- **TASK TO CARRY OUT**
Answer each question using the article about the Commander deck challenge below.
(a) In which folder does the writer say the deck lists would otherwise gather dust?
(b) Which two morphs does the writer name as having been included in other decks?
(c) Which card does the article say can draw a huge number of cards if cast while Kadena stays in play?

- **TEXT EXTRACT**
****

32 Colour Combinations Challenge – The Premise
What exactly is this “challenge”? In short, the idea is to build a Commander deck for every colour combination. That means a deck for each mono-colour (including colourless), each Ravnica Guild, each Shard/Tarkir clan, each Nephilim combination, and of course WUBRG (or “five colour”).
The challenge appealed to me on two levels. Firstly, I love brewing for Commander. Building decks is just so much fun, whether it’s “Good Stuff” decks, decks with a theme or even just a sub-theme, something about it is so relaxing.
Secondly, I love the challenge that it provides. From choosing an interesting general for each deck to making them play differently but still enjoyably: there are so many things to think about when building for Commander. I highly recommend you try this out too.
Instead of just building these lists and leaving them to gather dust in my Tappedout folder, I’m writing an article about each one. I’m only about halfway through the decks and have enjoyed it immensely.
These articles aren’t in any particular order, but I hope they spark some inspiration for your own decks (and don’t get too confusing)!
The Slinking Sorcerer
When C19 was first spoiled Kadena, Slinking Sorcerer was not the card that most excited me, but after seeing the deck played out a few times and including some random morphs in my other decks (especially Willbender and Den Protector) I decided, ”Yeah, let’s try it”.
Kadena has two important abilities:
”The first face-down creature you cast each turn costs 3 less to cast”
This ability means the first morph you cast costs 0… but that’s not all. The way it’s worded also includes the first morph I cast on my opponents turns too. With this in mind I stacked the deck with a huge flash package including Vivien, Champion of the Wilds, Teferi, Mage of Zhalfir as well as more popular Vedalken Orrery and Leyline of Anticipation giving me a fairly high chance to be able to cast 4 free morphs every turn cycle within my pod.
”Whenever a face-down creature enters the battlefield under your control draw a card”
Synergising very well with Kadena’s first ability, this means that the first free morph you cast draws you a card. Unlike the first ability this doesn’t just work with your first morph of the turn, so you can cast any number to keep drawing cards. In conjunction with flash-enabling cards, this lets you draw a lot of cards for no mana. If you can keep Kadena in play and then cast Ghastly Conscription you can draw a TON of cards.

****

- **EXTRACTED ENTRIES**
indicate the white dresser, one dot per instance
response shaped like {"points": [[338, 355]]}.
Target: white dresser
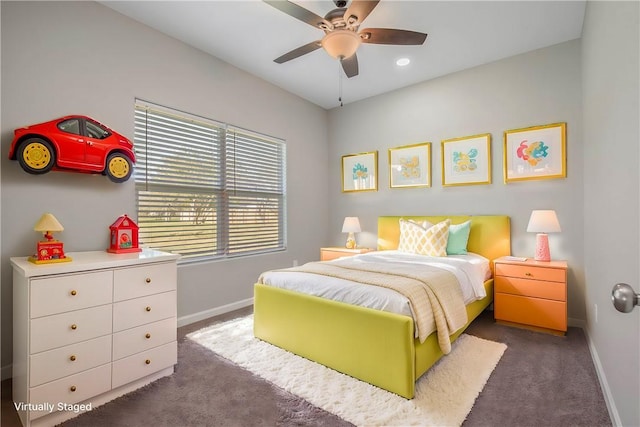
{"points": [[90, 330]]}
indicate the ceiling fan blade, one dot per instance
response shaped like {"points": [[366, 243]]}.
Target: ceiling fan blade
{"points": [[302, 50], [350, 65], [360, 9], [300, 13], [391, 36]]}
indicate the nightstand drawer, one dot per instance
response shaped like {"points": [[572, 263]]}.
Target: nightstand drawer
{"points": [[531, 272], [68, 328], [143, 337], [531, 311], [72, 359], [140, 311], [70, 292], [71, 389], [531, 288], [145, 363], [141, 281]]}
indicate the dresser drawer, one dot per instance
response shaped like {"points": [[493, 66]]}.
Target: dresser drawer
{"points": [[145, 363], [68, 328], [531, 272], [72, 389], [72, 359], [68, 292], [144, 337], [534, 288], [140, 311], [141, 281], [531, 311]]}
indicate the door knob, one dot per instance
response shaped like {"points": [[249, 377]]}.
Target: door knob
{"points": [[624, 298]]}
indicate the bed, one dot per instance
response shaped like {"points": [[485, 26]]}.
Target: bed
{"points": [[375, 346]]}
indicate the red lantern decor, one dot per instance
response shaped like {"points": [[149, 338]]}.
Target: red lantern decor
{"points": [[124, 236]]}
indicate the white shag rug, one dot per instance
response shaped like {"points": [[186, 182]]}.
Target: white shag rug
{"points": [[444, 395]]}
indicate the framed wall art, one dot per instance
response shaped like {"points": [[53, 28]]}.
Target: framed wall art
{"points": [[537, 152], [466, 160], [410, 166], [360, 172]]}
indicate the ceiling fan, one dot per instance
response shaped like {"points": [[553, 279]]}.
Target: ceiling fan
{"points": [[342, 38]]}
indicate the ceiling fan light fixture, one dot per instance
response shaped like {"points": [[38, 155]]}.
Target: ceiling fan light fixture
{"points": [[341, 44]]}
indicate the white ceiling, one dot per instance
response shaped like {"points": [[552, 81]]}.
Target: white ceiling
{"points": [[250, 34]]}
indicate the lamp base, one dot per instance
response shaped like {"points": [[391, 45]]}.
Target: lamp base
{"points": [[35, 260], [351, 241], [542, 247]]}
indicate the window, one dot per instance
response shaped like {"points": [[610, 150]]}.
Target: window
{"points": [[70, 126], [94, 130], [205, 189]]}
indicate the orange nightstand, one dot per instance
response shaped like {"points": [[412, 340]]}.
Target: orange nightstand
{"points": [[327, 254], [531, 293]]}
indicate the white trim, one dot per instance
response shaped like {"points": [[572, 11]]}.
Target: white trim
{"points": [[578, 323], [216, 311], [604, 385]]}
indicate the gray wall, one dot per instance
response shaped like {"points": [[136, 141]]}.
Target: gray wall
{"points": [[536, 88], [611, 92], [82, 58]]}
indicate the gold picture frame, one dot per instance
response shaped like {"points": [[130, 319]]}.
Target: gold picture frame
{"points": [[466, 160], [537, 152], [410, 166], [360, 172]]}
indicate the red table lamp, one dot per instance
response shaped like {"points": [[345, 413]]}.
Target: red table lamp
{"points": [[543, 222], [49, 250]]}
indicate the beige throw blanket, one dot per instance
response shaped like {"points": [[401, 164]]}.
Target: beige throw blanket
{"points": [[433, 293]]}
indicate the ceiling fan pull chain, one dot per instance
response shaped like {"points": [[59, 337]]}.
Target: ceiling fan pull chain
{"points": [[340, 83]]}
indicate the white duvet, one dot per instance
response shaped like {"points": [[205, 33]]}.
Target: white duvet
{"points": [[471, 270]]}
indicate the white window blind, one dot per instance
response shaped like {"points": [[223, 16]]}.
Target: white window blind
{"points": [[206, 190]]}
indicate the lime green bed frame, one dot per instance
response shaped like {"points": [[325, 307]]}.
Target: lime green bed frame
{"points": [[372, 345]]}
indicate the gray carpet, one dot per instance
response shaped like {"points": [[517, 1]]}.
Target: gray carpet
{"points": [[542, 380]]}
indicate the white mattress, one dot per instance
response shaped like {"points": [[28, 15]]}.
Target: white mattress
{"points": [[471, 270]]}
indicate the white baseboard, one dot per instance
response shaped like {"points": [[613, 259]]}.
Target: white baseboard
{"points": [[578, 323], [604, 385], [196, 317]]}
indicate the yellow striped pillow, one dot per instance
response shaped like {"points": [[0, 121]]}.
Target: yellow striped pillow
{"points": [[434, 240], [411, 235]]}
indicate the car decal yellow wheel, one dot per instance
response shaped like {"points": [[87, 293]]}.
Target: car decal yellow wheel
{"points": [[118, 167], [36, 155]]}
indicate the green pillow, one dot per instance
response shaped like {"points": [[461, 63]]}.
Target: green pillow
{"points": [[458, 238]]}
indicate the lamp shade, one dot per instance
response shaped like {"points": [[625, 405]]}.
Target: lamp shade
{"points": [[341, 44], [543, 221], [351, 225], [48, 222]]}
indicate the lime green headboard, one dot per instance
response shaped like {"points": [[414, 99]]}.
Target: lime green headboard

****

- **RESULT FOR THIS EXERCISE**
(a) The writer's Tappedout folder.
(b) Willbender and Den Protector.
(c) Ghastly Conscription.